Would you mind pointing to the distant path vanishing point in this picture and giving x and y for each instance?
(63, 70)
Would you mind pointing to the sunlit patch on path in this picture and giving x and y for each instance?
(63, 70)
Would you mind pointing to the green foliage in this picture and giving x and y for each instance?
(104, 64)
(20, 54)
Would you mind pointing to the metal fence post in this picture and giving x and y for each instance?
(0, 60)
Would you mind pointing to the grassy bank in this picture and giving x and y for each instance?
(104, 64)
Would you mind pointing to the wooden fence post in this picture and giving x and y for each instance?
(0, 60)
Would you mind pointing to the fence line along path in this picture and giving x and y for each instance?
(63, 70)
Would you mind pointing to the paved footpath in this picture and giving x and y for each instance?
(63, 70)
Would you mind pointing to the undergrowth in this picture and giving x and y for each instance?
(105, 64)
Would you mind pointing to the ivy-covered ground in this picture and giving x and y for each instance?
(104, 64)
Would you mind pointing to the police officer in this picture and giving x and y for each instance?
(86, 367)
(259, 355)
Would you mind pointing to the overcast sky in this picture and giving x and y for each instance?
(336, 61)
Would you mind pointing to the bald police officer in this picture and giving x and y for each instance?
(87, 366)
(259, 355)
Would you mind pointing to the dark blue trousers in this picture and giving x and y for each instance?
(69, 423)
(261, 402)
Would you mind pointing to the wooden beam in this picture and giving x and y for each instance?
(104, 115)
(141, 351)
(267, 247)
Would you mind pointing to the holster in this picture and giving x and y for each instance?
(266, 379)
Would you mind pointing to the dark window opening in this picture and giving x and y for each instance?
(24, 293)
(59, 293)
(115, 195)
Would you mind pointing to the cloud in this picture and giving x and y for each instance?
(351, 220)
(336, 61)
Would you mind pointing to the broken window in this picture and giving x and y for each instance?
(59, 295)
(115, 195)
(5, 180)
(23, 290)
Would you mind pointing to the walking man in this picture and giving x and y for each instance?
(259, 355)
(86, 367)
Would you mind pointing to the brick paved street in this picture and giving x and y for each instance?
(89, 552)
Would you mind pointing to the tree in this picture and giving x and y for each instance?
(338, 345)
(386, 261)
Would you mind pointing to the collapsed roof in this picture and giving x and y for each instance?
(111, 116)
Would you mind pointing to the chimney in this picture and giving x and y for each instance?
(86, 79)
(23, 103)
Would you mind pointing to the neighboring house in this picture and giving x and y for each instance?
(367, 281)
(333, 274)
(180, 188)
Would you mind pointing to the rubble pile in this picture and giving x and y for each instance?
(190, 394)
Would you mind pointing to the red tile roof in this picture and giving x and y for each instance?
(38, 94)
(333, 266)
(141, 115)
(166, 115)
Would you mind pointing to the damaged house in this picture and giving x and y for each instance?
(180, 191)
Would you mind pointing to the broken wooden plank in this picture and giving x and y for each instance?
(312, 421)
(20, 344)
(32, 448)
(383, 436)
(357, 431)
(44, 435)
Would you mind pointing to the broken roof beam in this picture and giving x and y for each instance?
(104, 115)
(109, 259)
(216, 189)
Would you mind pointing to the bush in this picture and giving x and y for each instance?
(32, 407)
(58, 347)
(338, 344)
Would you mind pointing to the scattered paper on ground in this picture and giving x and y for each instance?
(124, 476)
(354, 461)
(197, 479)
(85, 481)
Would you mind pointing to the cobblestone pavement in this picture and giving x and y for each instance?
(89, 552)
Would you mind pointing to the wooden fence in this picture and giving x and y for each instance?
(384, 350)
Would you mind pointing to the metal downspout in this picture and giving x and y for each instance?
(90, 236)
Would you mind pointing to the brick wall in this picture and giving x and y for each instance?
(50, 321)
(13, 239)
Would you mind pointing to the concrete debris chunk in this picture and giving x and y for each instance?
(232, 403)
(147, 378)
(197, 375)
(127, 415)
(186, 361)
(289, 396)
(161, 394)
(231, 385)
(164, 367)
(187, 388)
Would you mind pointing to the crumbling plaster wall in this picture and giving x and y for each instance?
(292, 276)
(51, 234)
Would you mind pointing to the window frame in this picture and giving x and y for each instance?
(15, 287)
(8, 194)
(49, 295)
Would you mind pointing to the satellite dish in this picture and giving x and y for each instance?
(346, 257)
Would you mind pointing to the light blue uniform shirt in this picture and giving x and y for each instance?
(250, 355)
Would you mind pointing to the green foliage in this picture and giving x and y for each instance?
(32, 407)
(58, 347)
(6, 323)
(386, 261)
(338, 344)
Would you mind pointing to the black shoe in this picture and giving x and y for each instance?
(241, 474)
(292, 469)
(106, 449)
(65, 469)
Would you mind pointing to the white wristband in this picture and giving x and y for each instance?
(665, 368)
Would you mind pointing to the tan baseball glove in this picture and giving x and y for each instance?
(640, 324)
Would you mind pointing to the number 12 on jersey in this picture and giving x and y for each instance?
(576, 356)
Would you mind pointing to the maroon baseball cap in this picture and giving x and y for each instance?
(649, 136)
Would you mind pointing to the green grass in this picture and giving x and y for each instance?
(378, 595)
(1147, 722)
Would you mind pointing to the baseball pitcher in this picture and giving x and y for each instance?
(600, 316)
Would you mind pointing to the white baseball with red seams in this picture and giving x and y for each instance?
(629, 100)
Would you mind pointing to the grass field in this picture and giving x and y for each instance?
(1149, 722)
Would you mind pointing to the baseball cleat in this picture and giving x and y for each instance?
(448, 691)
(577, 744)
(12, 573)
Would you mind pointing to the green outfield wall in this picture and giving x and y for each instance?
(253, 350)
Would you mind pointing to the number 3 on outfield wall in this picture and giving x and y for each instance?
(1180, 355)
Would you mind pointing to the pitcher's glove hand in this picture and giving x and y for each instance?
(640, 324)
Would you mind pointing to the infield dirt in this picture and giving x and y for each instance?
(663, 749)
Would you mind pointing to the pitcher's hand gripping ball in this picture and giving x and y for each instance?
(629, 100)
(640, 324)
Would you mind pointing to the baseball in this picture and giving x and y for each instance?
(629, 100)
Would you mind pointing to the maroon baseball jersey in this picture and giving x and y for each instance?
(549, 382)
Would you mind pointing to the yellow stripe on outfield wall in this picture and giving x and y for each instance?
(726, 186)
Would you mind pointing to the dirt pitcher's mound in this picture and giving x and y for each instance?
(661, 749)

## What is expected
Starting at the line that contains "Would you mind pointing to the dirt", return every line through the last one above, exactly as written.

## Exercise response
Would you mind pointing to the dirt pitcher's mound in this picture and giving x and y for each instance?
(661, 749)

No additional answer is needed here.